Reproduce every one of the records below word for word, changing nothing.

-- BEGIN --

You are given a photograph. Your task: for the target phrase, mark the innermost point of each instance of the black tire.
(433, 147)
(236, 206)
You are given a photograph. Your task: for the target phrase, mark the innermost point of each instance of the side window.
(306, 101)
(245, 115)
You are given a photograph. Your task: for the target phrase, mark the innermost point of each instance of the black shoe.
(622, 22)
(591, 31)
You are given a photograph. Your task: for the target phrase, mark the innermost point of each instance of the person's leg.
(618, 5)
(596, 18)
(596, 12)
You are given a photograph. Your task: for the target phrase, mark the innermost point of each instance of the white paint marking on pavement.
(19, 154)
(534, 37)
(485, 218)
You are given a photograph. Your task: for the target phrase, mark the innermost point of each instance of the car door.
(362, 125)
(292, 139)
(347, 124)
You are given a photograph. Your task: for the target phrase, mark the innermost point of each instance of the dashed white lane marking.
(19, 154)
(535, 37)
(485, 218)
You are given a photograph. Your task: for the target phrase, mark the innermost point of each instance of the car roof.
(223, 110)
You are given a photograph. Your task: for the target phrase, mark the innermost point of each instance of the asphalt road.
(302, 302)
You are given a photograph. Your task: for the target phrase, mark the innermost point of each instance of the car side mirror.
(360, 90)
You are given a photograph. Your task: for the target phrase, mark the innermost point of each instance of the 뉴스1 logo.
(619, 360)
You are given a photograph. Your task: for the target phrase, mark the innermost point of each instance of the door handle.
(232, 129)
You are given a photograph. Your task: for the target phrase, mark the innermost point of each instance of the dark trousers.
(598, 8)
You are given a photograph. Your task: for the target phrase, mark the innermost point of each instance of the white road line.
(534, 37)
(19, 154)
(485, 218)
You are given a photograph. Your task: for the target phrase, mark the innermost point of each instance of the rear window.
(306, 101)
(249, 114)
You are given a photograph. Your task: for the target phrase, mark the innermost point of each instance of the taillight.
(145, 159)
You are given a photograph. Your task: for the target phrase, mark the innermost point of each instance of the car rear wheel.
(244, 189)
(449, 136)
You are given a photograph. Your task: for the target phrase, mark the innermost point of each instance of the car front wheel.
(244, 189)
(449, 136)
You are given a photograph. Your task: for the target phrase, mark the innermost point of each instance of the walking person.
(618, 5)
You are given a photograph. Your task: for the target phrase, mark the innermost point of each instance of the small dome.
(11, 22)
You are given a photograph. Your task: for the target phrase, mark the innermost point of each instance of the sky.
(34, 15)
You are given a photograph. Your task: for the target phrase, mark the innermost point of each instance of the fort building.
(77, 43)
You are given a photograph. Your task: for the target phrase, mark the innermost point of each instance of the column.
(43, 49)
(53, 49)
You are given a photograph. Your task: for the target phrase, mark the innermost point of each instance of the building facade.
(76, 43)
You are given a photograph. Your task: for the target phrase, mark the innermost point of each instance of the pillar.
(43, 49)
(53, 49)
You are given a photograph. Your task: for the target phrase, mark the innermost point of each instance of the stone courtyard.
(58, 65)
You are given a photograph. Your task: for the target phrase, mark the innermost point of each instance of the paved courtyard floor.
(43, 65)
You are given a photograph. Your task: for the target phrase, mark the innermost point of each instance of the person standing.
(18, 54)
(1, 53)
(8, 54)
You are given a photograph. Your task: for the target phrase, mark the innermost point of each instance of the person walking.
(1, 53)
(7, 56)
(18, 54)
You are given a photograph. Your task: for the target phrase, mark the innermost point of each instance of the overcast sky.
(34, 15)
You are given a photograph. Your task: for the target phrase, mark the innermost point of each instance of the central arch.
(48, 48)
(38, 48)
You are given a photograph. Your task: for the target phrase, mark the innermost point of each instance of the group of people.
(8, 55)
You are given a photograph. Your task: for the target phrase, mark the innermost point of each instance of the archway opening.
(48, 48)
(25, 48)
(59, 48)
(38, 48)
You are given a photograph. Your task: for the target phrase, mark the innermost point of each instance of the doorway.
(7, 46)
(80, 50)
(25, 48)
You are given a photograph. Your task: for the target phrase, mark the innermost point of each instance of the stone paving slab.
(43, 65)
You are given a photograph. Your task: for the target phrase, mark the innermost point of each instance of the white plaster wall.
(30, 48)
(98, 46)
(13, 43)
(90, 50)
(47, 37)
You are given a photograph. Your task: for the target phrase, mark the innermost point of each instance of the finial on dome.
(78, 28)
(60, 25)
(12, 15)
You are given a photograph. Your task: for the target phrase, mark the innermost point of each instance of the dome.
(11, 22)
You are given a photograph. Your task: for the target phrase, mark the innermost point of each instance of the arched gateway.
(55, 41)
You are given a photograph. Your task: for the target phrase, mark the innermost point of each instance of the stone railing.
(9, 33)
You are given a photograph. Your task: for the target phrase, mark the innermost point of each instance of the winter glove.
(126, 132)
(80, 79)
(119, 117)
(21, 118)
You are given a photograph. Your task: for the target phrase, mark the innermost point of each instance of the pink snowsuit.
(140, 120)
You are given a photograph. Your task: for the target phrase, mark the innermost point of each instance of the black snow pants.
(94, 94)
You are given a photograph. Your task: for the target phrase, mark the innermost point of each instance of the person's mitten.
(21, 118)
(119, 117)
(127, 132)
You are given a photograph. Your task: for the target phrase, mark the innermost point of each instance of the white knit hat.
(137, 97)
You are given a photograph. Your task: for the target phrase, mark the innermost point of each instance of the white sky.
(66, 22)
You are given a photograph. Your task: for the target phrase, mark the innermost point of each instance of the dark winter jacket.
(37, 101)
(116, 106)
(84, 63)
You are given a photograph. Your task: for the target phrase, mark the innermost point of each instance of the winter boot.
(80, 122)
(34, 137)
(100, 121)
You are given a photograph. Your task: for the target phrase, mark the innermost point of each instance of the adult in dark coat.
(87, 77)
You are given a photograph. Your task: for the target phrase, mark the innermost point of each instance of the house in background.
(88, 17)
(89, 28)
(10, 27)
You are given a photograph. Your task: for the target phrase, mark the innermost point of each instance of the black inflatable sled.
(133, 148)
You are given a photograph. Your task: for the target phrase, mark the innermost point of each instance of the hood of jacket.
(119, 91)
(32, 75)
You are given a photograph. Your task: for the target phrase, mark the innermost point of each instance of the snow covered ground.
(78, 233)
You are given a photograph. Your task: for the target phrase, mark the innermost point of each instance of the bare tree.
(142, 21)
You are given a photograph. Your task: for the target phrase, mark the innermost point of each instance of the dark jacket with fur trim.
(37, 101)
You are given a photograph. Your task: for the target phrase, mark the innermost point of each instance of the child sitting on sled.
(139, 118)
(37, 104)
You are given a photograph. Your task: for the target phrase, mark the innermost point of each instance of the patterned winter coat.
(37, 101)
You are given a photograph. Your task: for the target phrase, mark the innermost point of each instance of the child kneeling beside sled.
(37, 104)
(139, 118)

-- END --

- **Written response**
You are given a photograph. Your task: for the target phrase, mark the innermost point of each instance of the black tire.
(433, 147)
(236, 206)
You are given a photograph. Your task: for the target phrase, mark the innermost point of each instance of the side window.
(306, 101)
(245, 115)
You are given a photograph. Your task: for the target phrase, mark the innermost point of each instance of the black shoe.
(622, 22)
(591, 31)
You are given a photograph. Your task: for the target phrase, mark the innermost point of each instance of the person's leg.
(618, 5)
(596, 18)
(596, 12)
You are given a photograph. Your task: for the target phrase, mark the innermost point of each instance of the white paint marking on pavement.
(19, 154)
(534, 37)
(485, 218)
You are given a photograph. Your task: for the target phrase, mark the innermost point of each instance of the car door.
(362, 125)
(292, 139)
(347, 124)
You are given a photograph. Your task: for the target phrase, mark the innermost point of each instance of the dashed white lane marking.
(19, 154)
(535, 37)
(485, 218)
You are given a photograph. Your task: for the target phrase, mark the innermost point of each instance of the car roof.
(223, 110)
You are given a photograph. Your task: for the target phrase, mark the innermost point of each instance of the asphalt road.
(302, 302)
You are given a photograph. Your task: for the target phrase, mark the innermost point of each instance of the car side mirror.
(360, 90)
You are given a photograph. Your task: for the target phrase, mark the innermost point of each instance of the 뉴스1 logo.
(619, 360)
You are given a photograph. Your task: for the target phrase, mark the innermost point of each instance of the door handle.
(232, 129)
You are given a photograph. Your task: for the target phrase, mark the innermost point of each instance of the dark trousers.
(598, 8)
You are given a photograph. Your task: for the target phrase, mark the innermost point of each instance of the white road line.
(534, 37)
(19, 154)
(485, 218)
You are given a photograph. Your task: for the target phrase, mark the innermost point of each instance of the rear window.
(306, 101)
(249, 114)
You are given a photograph. Your task: for the target phrase, mark the innermost point of each instance of the taillight.
(145, 159)
You are given a photograph. Your task: for the target phrase, mark the innermost point of each instance of the car rear wheel.
(244, 189)
(449, 136)
You are given a photograph. Your task: for the target phrase, mark the innermost point of each instance of the car front wheel.
(244, 189)
(449, 136)
You are given a photograph. Your task: for the target phrase, mark the innermost point of each instance of the walking person.
(618, 5)
You are given a photograph. Your task: for the target phrase, mark the innermost point of each instance of the small dome.
(11, 22)
You are given a photograph. Your task: for the target phrase, mark the innermost point of each instance of the sky.
(34, 15)
You are given a photograph. Your task: for the target phrase, mark the innermost point of each instance of the fort building.
(77, 43)
You are given a photograph. Your task: for the target phrase, mark the innermost point of each instance of the column.
(43, 49)
(53, 49)
You are given a photograph. Your task: for the target phrase, mark the innermost point of each instance of the building facade.
(76, 43)
You are given a photograph. Your task: for the target phrase, mark the innermost point of each instance of the pillar.
(43, 49)
(53, 49)
You are given a photograph. Your task: for the target phrase, mark the innermost point of each instance of the stone courtyard.
(58, 65)
You are given a photograph. Your task: for the target phrase, mark the innermost point of each instance of the paved courtyard floor.
(43, 65)
You are given a photograph. Your task: for the target phrase, mark the innermost point of each instance of the person standing.
(18, 54)
(1, 53)
(8, 54)
You are given a photograph. Your task: for the target phrase, mark the innermost point of each instance of the person walking.
(1, 53)
(7, 56)
(18, 54)
You are given a photograph. Your task: for the target phrase, mark the innermost point of each instance of the overcast sky.
(34, 15)
You are given a photograph. Your task: for the target phrase, mark the innermost point of each instance of the central arch.
(48, 48)
(38, 48)
You are given a photograph. Your task: for the target phrase, mark the innermost point of each instance of the group of people.
(8, 55)
You are given a photograph. Your task: for the target phrase, mark the innermost point of each instance of the archway opening.
(48, 48)
(25, 48)
(59, 48)
(38, 48)
You are given a photograph. Your task: for the target phrase, mark the innermost point of each instance of the doorway.
(7, 46)
(80, 50)
(25, 48)
You are given a photograph. Your task: for the target phrase, mark the innermost point of each instance of the stone paving slab.
(43, 65)
You are given a photograph. Your task: for the target phrase, mark the innermost point of each instance of the white plaster wall.
(30, 48)
(98, 46)
(13, 43)
(90, 50)
(47, 37)
You are given a photograph. Your task: for the target phrase, mark the innermost point of each instance of the finial on dome.
(78, 28)
(60, 25)
(12, 15)
You are given a photograph. Your task: for the target phrase, mark the innermost point of each instance of the dome.
(11, 22)
You are given a photograph. Your task: for the target phrase, mark the innermost point of each instance of the arched gateway.
(55, 41)
You are given a photograph. Your task: for the target phrase, mark the innermost point of each instance of the stone railing.
(9, 33)
You are given a photograph. Your task: for the target phrase, mark the innermost point of each instance of the winter glove.
(126, 132)
(80, 79)
(119, 117)
(21, 118)
You are given a photograph. Your task: for the target phrase, mark the innermost point of each instance of the pink snowsuit.
(140, 120)
You are given a photograph. Your task: for the target phrase, mark the innermost point of each instance of the black snow pants.
(94, 94)
You are given a photograph. Your task: for the target phrase, mark the innermost point of each instance of the person's mitten.
(21, 118)
(119, 117)
(127, 132)
You are given a photograph. Your task: for the target phrase, mark the innermost point of each instance of the white knit hat.
(137, 97)
You are given a photograph. Your task: for the target phrase, mark the innermost point of each instance of the white sky.
(66, 22)
You are given a photograph. Your task: for the target phrase, mark the innermost point of each instance of the dark winter jacket.
(37, 101)
(116, 106)
(84, 63)
You are given a photograph. Your task: for the target phrase, mark the innermost point of each instance of the winter boot.
(80, 122)
(34, 137)
(100, 121)
You are given a photograph. Your task: for the target phrase, mark the innermost point of each instance of the adult in dark coat.
(87, 77)
You are given a photograph. Your task: for the target phrase, mark the innermost point of each instance of the house in background.
(88, 17)
(89, 28)
(10, 27)
You are given a photograph. Your task: for the target phrase, mark the innermost point of each instance of the black inflatable sled.
(133, 148)
You are given a photograph. Your task: for the target phrase, mark the innermost point of each instance of the hood of jacket.
(119, 91)
(32, 75)
You are given a photograph. Your task: for the target phrase, mark the innermost point of each instance of the snow covered ground.
(78, 233)
You are given a photograph. Your task: for the target phrase, mark the innermost point of each instance of the bare tree.
(142, 21)
You are given a photograph. Your task: for the target phrase, mark the innermost point of each instance of the dark jacket with fur trim.
(37, 101)
You are given a photograph. Your task: for the target phrase, mark the innermost point of each instance of the child sitting on sled.
(139, 118)
(37, 104)
You are given a photograph. Your task: for the target phrase, mark the innermost point of each instance of the patterned winter coat.
(37, 101)
You are given a photograph. Your task: for the target phrase, mark the innermost point of each instance of the child kneeling beside sled.
(37, 104)
(139, 118)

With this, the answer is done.